■ Passage to read
While this is an extreme example, there can be plenty of times when personal income is higher in one financial year than the next. You may receive a large bonus this year, or conversely, you may be heading off on maternity leave in the following financial year.

An opportunity to pay a lower rate

Along with tax savings, prepaying loan interest can be a chance to score a solid rate discount. As a guide, margin lender Leverage has a variable loan rate of 6.45%. But if you pay 12 months of interest in advance, the fixed rate can fall to 5.49% - or even as low as 3.99% depending on the size of your loan.

As always, there are downsides to consider. Prepaid interest isn't normally refundable. So if you sell up your portfolio and pay off the loan, you're unlikely to get any prepaid interest back. Moreover, bailing out of a fixed rate loan early can see your lender charge break costs. It means you need to be confident of holding onto your geared share portfolio for at least another year.

The biggest drawback of prepaying is that you need to have the cash on hand to pay a year's worth of interest upfront. For some margin loan investors, this could be challenging right now.

■ Task brief
Continue the text on prepaying margin loan interest, picking up after its final sentence. The data after this is separate material, unrelated to the text on prepaying loan interest.

■ Collected data
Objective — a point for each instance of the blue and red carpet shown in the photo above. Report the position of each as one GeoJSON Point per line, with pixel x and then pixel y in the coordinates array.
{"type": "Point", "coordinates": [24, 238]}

■ Written answer
Earlier this year, between February and March, the Aussie sharemarket plunged 36%.  A fall of this magnitude would have seen plenty of margin loan investors receive a dreaded 'margin call'. That's when the lender gets in touch, asking you to bring the loan back to its original lending ratio - often 75%.

Margin calls can be managed in several ways - either by reducing the loan balance, selling some shares (potentially at a loss), or offering additional shares as loan security. Investors who opted to pay down part of their loan could be facing an unexpected cash squeeze.

That said, if you have the funds available, and it looks as though you'll earn less next financial year, prepaying margin loan interest can be a way to pocket tax savings and potentially secure a lower rate. The key is to speak to your tax adviser to be sure that prepaying is the right strategy for you.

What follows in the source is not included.